**GOAL**
Copy the lines below word for word, leaving out the pictures.

++++++++++

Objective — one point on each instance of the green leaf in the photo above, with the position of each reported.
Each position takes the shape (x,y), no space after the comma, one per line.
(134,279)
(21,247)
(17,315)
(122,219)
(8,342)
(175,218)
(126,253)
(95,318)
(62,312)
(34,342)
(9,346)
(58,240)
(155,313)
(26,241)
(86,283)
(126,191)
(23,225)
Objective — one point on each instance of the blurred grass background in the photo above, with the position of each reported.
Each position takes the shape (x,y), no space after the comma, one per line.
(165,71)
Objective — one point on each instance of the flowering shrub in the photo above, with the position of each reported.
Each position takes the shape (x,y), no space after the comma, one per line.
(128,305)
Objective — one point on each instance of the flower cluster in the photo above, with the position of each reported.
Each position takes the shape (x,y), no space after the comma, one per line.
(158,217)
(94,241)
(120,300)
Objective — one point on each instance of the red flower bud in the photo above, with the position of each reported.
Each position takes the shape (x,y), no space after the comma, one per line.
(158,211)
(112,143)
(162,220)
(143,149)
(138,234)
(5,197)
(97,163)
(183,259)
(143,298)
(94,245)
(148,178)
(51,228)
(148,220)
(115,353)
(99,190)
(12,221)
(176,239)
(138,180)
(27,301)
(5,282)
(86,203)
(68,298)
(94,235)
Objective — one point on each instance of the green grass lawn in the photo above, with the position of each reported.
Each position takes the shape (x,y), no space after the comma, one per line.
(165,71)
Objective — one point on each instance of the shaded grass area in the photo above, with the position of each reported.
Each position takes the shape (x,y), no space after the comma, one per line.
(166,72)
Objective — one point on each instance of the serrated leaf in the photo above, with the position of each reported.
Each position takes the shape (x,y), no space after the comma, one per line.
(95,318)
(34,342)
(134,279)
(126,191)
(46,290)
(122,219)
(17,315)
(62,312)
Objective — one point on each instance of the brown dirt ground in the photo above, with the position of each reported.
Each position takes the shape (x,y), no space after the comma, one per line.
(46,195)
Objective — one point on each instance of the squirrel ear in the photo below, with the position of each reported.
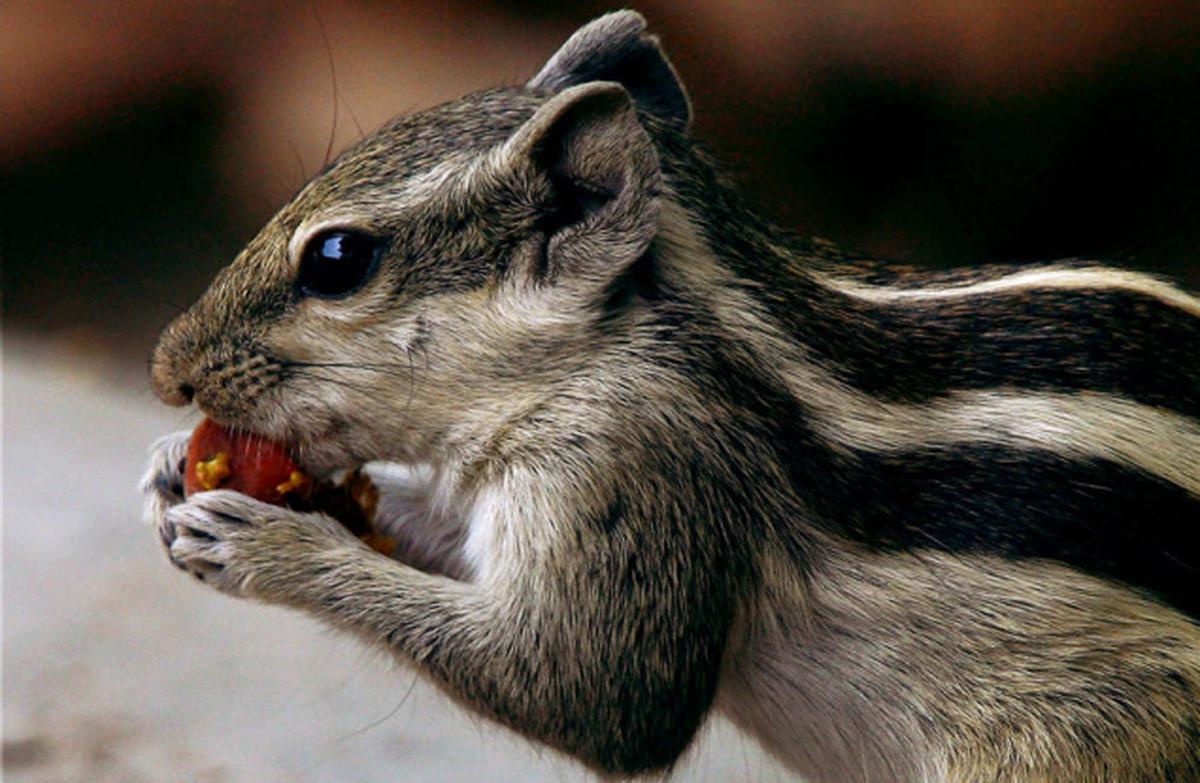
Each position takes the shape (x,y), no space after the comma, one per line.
(603,173)
(617,48)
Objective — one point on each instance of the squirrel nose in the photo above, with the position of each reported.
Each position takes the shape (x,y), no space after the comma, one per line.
(168,376)
(169,390)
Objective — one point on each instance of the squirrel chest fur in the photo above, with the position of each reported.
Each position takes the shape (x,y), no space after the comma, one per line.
(663,458)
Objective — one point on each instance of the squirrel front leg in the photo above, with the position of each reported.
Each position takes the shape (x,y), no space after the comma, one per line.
(607,652)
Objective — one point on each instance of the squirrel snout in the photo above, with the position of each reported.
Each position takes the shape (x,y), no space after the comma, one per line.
(171,384)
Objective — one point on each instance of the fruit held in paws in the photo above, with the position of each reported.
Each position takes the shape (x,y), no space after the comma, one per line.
(219,458)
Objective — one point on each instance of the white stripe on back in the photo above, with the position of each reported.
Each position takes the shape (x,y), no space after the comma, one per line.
(1061,279)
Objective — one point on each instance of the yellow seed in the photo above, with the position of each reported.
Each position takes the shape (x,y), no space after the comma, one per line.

++++++++++

**FULL SOLUTION**
Objective — one point on each instance of the green leaf in the photo above, with the position of each reported.
Each position takes the shape (x,y), no space after the comma, one per line.
(134,279)
(21,247)
(17,315)
(122,219)
(8,342)
(175,218)
(126,253)
(95,318)
(62,312)
(34,342)
(9,346)
(58,240)
(155,313)
(26,241)
(86,283)
(126,191)
(23,225)
Objective — one point on each instance of the blurred grass background in the photo above, with the position of each reported.
Each position takes the shape (x,y), no space after the comma, one per line.
(165,71)
Objective — one point on each instance of the flowering shrub in the photo above, with the position of each reported.
Each position takes the shape (x,y), no space after the comma, one per line.
(128,305)
Objective — one point on each instance of the flower cluster in the photo above, with the position of each reported.
Each position takes the shape (x,y), no space after the comma, one per line.
(158,217)
(94,241)
(120,300)
Objective — one point on each instance of the red flower bud in the photo above, with the position of each reported.
Each position takes the shape (x,y), no space after the comma, one per line.
(158,211)
(112,143)
(162,220)
(143,149)
(138,234)
(5,197)
(97,163)
(183,259)
(143,298)
(94,245)
(148,178)
(51,228)
(148,220)
(115,353)
(99,190)
(12,221)
(176,239)
(138,180)
(27,301)
(5,282)
(86,203)
(68,298)
(94,235)
Objective — one point on each instance of the green grass lawn in the photo above, with the position of each reported.
Each position takes the shape (x,y), no space after the comma, one per line.
(165,71)
Objective — one point on each instance of the shaded grass area in the photo above, with the position of each reported.
Each position takes the shape (x,y), no space after the comma, one per line.
(166,72)
Objective — one point on each instance of the serrated leaf in the photo above, with the position of each reported.
Each position takes the shape (x,y), no space after the comma, one per line.
(95,318)
(34,342)
(134,279)
(126,191)
(46,290)
(122,219)
(17,315)
(62,312)
Objective — one point on each instance of the brown dirt ground in the photo above, with the position of each reported.
Each position takes the shape (x,y), no space after the comma, one per line.
(46,195)
Objective — one point on each instance of the squirrel ear in the photo below, with the position of each reported.
Each position takes the shape (x,y), no space after the comma, one per line.
(603,173)
(617,48)
Objective — one point on each instance of the squirrel nose in the photo above, with the position of each reported.
Each position takes the shape (x,y), no space after the comma, one per line.
(168,376)
(169,390)
Objective — one point on each instance of the squirrel chest fur in the photo above, with the position of each reported.
Each position takes the shape (x,y), no space after the comma, one per line.
(663,458)
Objective — one point on each instance of the squirrel front leg in the photo above, with the position of each reported.
Each position takes the shape (x,y), no space after the comma, one per line.
(607,652)
Objective — one point on each instance of the squirrel snout in the photo above, with the position of each reported.
Each position takes the shape (x,y), no space after the comma, one per line.
(171,384)
Objective — one point on each instance of the fruit held in paws in the photo above, with the position of each reported.
Each position takes the shape (x,y), no space after the comma, one per line.
(219,458)
Objective — one point on each instance of the white stripe on back in the photo above, with the position of each reported.
Each position takes the shape (x,y), no space after the comma, one per line.
(1061,279)
Objective — one point on each instance of the yellow seed in the photo above, with the position of each reported.
Each position takes the shape (x,y), no space after the comma, one per line.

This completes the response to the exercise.